Start of TEXT BLOCK
The conversation CISOs don't have that gets them fired

Chief information security officers are spending a significantly short time in their organisations despite knowing their stuff, because they simply aren't talking with the organisation's board in the right way.

Businesses aren't having the right conversations in the boardroom with their chief information security officers (CISOs), and they're investing in all the wrong areas, according to Websense chief security and strategy officer Jason Clark.

In a media round table on Wednesday, Clark said one of the problems CISOs face is that having technical skills is simply not enough, and it's resulting in a massive burnout, or a waste of otherwise good talent.

"The average CISO in a Fortune 1,000 lasts 16 months in a job," Clark said.

"They might be very smart and very good at IT, and they might actually know the ways to stop the bad guy, but they don't know how to articulate that and be business enablers, talk to the board, and sell the business on why they need to do that."
End of TEXT BLOCK
Start of RECORDS PROVIDED
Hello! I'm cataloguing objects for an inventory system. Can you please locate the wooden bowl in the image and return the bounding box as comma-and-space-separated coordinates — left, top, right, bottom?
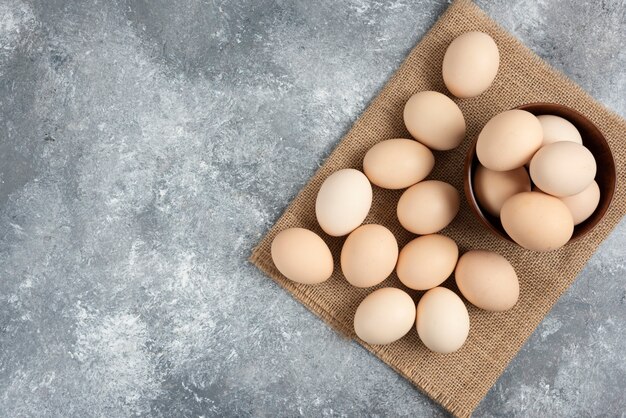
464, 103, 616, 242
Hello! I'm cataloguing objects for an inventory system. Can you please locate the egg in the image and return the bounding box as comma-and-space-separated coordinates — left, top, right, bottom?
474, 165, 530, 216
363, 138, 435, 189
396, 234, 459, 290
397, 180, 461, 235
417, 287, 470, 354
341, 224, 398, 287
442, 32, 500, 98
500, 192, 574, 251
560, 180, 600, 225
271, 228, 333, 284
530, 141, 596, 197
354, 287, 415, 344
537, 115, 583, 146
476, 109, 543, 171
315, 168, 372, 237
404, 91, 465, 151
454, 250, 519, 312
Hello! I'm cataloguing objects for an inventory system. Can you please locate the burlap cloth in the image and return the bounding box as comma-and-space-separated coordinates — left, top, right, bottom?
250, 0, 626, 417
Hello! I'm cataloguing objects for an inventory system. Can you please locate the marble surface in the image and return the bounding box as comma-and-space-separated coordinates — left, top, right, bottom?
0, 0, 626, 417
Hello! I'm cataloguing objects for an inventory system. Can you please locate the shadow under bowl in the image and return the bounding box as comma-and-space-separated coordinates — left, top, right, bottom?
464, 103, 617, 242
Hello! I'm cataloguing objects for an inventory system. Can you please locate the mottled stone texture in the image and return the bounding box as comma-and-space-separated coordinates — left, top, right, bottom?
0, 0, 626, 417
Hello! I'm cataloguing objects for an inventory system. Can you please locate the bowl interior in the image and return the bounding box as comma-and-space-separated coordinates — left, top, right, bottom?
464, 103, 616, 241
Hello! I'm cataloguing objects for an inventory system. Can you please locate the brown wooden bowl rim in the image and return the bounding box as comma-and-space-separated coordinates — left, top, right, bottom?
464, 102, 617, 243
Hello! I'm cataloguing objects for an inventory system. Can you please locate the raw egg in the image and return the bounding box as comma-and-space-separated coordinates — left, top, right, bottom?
End of RECORDS PROVIDED
# WHAT TO DO:
Answer these questions using the article on CISOs:
1. What position does Jason Clark hold at Websense?
2. At what event did Clark make his remarks, and on what day?
3. According to Clark, how long does the average CISO in a Fortune 1,000 company last in the job?

# EXERCISE OUTPUT:
1. Chief security and strategy officer.
2. A media round table, on Wednesday.
3. 16 months.